EXERCISE TASK
Reproduce the records verbatim, from their first line up to and including the line that contains "161,284 -> 174,301".

SUPPLIED RECORDS
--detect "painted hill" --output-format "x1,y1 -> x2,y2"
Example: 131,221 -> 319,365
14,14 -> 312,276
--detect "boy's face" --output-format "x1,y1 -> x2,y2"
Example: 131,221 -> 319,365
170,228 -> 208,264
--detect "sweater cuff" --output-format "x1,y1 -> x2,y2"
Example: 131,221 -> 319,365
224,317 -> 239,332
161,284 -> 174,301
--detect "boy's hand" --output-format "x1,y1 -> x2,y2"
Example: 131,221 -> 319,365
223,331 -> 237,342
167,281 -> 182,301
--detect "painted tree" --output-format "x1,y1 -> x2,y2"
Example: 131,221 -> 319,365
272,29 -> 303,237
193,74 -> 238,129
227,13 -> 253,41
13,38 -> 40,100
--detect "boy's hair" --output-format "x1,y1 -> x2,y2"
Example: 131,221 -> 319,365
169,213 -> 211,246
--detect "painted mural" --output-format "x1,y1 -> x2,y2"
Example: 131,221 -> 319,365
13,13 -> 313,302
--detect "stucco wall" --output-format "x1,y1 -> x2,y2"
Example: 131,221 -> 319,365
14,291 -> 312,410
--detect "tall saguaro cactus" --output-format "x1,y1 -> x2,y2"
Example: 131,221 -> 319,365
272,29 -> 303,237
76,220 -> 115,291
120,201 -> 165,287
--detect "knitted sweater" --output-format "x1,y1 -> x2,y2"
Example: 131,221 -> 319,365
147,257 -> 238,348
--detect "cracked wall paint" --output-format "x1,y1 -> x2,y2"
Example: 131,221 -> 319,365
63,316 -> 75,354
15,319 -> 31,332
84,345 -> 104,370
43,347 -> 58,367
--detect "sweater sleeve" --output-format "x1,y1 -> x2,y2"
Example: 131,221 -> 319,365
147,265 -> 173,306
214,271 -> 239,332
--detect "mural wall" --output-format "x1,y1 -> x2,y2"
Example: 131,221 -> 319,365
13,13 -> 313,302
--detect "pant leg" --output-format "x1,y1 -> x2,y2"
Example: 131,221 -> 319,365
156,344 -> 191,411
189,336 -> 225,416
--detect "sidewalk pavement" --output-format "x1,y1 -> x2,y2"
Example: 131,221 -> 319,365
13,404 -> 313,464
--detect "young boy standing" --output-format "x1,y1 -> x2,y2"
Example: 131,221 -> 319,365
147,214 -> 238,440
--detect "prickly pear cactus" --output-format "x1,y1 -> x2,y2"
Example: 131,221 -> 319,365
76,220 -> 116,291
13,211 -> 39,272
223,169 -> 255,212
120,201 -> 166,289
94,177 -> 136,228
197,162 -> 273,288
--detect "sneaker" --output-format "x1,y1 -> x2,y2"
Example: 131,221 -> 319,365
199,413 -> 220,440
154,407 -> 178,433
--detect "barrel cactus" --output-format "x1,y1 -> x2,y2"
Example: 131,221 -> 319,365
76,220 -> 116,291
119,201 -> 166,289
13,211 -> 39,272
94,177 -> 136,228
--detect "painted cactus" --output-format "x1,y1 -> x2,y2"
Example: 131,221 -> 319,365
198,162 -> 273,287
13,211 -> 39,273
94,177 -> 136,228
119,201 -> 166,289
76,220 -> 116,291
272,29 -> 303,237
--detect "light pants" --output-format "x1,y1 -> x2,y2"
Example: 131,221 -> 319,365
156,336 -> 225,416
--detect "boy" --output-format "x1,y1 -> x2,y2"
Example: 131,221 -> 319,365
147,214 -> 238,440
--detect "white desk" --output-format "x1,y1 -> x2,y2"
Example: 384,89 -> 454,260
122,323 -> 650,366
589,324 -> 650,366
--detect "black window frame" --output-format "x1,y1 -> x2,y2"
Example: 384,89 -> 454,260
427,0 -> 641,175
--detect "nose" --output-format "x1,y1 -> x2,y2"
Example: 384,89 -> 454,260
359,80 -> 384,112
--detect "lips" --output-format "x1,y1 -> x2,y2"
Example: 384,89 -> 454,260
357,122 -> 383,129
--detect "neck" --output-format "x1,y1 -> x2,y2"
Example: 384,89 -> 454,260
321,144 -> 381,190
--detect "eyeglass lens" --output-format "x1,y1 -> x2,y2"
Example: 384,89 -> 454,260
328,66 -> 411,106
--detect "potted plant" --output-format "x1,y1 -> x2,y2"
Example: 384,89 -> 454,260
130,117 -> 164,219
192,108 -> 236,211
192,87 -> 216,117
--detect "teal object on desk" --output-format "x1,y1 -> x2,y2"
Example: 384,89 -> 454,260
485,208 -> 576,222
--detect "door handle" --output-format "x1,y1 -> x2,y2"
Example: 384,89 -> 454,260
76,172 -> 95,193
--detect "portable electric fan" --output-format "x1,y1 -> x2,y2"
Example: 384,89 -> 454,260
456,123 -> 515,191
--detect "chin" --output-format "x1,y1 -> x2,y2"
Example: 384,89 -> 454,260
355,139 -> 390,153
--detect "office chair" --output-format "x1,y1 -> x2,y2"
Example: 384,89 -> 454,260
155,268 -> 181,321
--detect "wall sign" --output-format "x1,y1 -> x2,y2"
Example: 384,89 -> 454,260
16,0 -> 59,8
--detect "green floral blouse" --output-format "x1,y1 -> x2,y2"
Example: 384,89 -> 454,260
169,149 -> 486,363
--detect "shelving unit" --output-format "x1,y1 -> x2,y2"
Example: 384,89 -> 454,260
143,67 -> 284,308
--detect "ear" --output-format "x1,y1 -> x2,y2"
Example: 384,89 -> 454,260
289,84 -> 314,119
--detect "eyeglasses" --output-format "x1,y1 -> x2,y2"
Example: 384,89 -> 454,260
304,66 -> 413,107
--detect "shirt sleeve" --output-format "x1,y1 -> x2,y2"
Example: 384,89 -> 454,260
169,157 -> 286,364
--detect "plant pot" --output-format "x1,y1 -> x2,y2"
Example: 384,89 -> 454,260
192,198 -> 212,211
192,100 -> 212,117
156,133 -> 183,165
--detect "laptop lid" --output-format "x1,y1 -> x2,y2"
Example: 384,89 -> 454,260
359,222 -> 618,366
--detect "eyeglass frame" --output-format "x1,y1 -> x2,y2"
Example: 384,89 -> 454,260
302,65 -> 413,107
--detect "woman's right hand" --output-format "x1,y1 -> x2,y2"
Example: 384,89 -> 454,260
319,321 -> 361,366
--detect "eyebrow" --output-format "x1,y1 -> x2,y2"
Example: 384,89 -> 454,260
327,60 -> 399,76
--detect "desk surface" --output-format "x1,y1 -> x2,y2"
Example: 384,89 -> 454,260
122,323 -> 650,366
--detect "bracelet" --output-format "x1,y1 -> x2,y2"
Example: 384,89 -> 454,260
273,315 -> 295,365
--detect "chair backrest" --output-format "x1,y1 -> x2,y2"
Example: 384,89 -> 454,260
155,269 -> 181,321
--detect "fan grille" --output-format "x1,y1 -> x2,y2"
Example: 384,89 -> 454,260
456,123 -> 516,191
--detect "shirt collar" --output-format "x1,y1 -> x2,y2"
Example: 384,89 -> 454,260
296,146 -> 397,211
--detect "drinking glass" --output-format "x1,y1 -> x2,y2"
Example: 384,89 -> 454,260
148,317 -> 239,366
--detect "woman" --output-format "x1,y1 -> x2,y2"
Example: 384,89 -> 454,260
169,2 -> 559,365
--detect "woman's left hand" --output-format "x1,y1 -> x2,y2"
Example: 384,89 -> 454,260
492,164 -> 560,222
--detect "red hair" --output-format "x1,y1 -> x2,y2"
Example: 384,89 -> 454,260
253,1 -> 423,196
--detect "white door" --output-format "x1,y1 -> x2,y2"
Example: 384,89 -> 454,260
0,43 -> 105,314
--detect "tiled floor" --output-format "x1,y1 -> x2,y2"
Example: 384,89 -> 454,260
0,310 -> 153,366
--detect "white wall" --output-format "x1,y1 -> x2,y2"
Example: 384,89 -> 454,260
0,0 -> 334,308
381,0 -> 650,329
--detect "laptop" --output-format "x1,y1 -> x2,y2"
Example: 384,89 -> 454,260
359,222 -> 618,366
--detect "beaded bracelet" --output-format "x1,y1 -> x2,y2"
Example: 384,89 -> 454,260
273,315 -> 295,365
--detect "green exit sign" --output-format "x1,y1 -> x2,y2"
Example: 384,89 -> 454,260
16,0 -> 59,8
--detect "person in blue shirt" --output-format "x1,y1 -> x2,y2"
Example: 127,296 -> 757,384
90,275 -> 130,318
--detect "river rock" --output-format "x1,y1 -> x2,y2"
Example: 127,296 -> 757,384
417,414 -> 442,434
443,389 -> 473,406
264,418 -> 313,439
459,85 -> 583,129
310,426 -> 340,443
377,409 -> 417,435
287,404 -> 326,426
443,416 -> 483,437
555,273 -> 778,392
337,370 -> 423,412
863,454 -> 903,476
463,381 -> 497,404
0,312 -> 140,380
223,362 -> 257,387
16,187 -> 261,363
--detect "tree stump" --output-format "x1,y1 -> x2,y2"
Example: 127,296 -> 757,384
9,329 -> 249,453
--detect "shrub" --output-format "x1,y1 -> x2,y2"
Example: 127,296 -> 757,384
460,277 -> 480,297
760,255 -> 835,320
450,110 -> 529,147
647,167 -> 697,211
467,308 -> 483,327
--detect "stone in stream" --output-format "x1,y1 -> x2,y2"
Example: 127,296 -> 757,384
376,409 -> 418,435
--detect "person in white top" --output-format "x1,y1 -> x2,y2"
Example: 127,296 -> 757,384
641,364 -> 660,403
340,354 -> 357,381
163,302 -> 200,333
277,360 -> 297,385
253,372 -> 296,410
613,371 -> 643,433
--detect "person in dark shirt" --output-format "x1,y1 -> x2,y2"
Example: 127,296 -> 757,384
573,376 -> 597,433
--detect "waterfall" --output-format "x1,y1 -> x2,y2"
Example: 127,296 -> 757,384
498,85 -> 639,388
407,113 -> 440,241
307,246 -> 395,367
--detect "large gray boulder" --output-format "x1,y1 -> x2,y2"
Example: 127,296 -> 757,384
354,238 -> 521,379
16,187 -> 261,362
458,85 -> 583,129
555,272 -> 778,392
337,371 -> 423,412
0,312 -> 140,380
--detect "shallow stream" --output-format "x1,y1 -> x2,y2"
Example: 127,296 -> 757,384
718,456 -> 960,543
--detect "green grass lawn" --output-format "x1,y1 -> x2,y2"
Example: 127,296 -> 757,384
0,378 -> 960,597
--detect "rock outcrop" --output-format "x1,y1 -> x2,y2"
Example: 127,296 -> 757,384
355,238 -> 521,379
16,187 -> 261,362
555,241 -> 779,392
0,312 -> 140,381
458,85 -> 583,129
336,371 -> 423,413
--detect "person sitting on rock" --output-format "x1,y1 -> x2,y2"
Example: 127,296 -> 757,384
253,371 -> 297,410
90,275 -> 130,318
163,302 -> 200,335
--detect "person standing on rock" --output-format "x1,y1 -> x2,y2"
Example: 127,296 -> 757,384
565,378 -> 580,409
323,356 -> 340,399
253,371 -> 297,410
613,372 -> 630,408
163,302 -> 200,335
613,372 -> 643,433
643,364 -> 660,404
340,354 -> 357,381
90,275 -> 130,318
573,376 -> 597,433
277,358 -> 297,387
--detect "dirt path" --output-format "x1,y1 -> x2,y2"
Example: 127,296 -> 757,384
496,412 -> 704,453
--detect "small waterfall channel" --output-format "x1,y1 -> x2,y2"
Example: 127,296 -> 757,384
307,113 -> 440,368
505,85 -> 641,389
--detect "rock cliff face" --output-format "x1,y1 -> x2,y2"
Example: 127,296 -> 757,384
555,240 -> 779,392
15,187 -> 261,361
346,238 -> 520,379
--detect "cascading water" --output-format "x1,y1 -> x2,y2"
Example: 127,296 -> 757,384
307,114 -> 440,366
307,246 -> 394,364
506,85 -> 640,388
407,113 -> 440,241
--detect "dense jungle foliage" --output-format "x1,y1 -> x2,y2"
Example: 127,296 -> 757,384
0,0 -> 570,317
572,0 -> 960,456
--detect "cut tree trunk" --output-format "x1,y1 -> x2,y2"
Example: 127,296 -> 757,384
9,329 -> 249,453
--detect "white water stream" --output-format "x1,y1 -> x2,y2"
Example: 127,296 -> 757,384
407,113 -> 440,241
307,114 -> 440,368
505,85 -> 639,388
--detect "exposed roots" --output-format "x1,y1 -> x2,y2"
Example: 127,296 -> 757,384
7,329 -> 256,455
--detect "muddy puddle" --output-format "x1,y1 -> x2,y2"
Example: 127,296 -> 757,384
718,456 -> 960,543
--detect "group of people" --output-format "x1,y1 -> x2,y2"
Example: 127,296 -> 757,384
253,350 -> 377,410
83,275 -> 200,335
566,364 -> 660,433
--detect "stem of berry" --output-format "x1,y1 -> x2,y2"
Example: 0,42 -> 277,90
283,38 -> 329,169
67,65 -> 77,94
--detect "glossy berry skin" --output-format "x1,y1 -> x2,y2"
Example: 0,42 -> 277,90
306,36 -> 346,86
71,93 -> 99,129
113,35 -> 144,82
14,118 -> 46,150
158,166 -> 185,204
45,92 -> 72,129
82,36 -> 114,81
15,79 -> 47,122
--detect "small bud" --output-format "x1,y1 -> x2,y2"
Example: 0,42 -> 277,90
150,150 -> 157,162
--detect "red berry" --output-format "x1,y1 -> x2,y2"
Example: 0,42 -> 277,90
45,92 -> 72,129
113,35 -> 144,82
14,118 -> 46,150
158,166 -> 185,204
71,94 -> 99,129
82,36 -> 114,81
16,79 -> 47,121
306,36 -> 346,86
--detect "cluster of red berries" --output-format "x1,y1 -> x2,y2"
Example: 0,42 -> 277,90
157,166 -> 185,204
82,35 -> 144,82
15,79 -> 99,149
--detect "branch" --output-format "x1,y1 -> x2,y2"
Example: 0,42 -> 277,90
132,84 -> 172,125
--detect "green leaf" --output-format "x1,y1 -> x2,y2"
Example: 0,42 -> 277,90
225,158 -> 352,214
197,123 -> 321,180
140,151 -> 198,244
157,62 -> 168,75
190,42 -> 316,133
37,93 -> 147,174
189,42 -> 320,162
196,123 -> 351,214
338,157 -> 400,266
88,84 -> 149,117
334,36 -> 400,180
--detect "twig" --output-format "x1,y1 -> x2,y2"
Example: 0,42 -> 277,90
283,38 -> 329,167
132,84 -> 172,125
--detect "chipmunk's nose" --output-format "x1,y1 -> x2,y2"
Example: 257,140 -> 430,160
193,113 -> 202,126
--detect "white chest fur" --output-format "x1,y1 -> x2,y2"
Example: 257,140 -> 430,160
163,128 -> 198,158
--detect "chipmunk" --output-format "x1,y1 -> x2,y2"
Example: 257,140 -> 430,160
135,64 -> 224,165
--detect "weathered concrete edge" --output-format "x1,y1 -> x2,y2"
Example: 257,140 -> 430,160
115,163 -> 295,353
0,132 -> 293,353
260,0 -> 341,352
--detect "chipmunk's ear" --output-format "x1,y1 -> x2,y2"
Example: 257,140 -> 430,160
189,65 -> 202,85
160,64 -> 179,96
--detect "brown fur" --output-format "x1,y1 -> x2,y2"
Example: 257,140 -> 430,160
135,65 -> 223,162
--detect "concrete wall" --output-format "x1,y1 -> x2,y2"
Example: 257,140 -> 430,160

SOLUTION TO THE EXERCISE
--detect "painted hill" --output-format "x1,y1 -> x2,y2"
Example: 131,221 -> 319,365
14,14 -> 312,276
--detect "boy's face" --output-format "x1,y1 -> x2,y2"
Example: 131,221 -> 319,365
170,228 -> 208,264
--detect "sweater cuff" --output-format "x1,y1 -> x2,y2"
Example: 131,221 -> 319,365
224,317 -> 239,332
161,284 -> 174,301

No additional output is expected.